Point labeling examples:
★ ★ ★ ★ ★

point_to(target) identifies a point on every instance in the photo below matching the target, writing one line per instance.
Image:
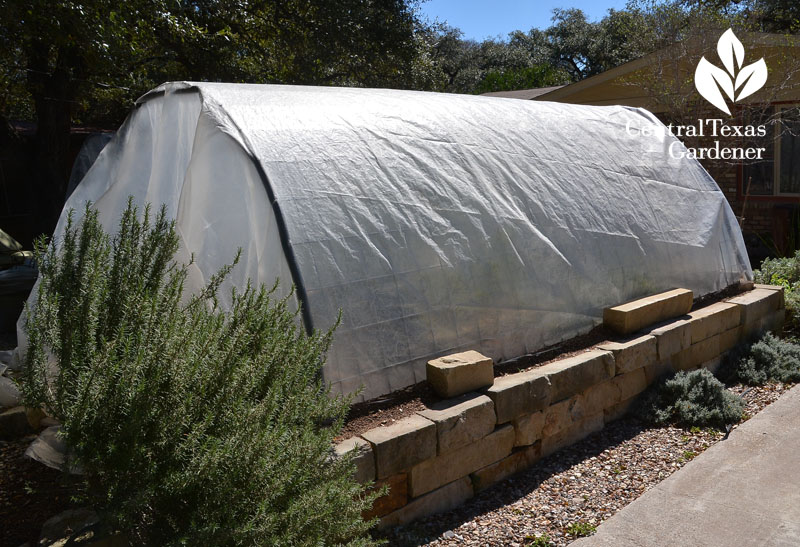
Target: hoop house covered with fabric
(435, 222)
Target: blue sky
(480, 19)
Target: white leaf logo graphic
(728, 48)
(753, 77)
(711, 81)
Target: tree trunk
(53, 90)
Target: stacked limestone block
(487, 429)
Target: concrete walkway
(740, 492)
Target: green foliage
(521, 78)
(689, 399)
(194, 425)
(580, 529)
(786, 273)
(771, 358)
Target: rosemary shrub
(194, 425)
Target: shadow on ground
(514, 488)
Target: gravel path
(570, 493)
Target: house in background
(764, 193)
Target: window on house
(779, 173)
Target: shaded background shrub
(194, 425)
(769, 359)
(786, 273)
(693, 398)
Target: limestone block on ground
(730, 338)
(364, 458)
(445, 498)
(460, 373)
(15, 422)
(775, 320)
(400, 446)
(779, 302)
(520, 393)
(714, 319)
(757, 303)
(572, 375)
(697, 354)
(713, 365)
(631, 384)
(632, 353)
(395, 498)
(578, 431)
(601, 396)
(619, 410)
(672, 337)
(632, 316)
(433, 473)
(563, 415)
(657, 371)
(461, 421)
(519, 460)
(528, 428)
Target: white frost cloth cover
(435, 222)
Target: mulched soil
(583, 484)
(387, 409)
(30, 493)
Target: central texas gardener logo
(736, 82)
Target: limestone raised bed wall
(440, 457)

★ ★ ★ ★ ★

[Exercise task]: Return each line from the material above exactly, but not the pictures.

[Worked solution]:
point_to(target) identifies a point on every instance in the photo below matching the target, writing one line per instance.
Image:
Target: hoop house covered with fabric
(435, 222)
Target: blue sky
(480, 19)
Target: white leaf logo graphic
(728, 48)
(753, 77)
(711, 81)
Target: tree trunk
(53, 90)
Target: stacked limestone block
(487, 429)
Target: concrete walkway
(740, 492)
Target: green foliage
(521, 78)
(689, 399)
(194, 425)
(580, 529)
(786, 273)
(771, 358)
Target: rosemary shrub
(194, 425)
Target: shadow on ground
(514, 488)
Target: gravel path
(570, 493)
Target: house in background
(764, 193)
Target: window on house
(779, 173)
Target: shaded background shrub
(194, 425)
(769, 359)
(786, 273)
(693, 398)
Target: limestone block on ground
(730, 338)
(364, 458)
(445, 498)
(460, 373)
(15, 422)
(775, 320)
(400, 446)
(779, 302)
(520, 393)
(714, 319)
(757, 303)
(572, 375)
(697, 354)
(713, 365)
(631, 384)
(632, 353)
(395, 498)
(578, 431)
(601, 396)
(619, 410)
(672, 337)
(632, 316)
(433, 473)
(563, 415)
(657, 371)
(461, 421)
(519, 460)
(528, 428)
Target: white frost cloth cover
(435, 222)
Target: mulched soil
(583, 484)
(387, 409)
(30, 493)
Target: central texas gardener logo
(736, 82)
Target: limestone raised bed wall
(440, 457)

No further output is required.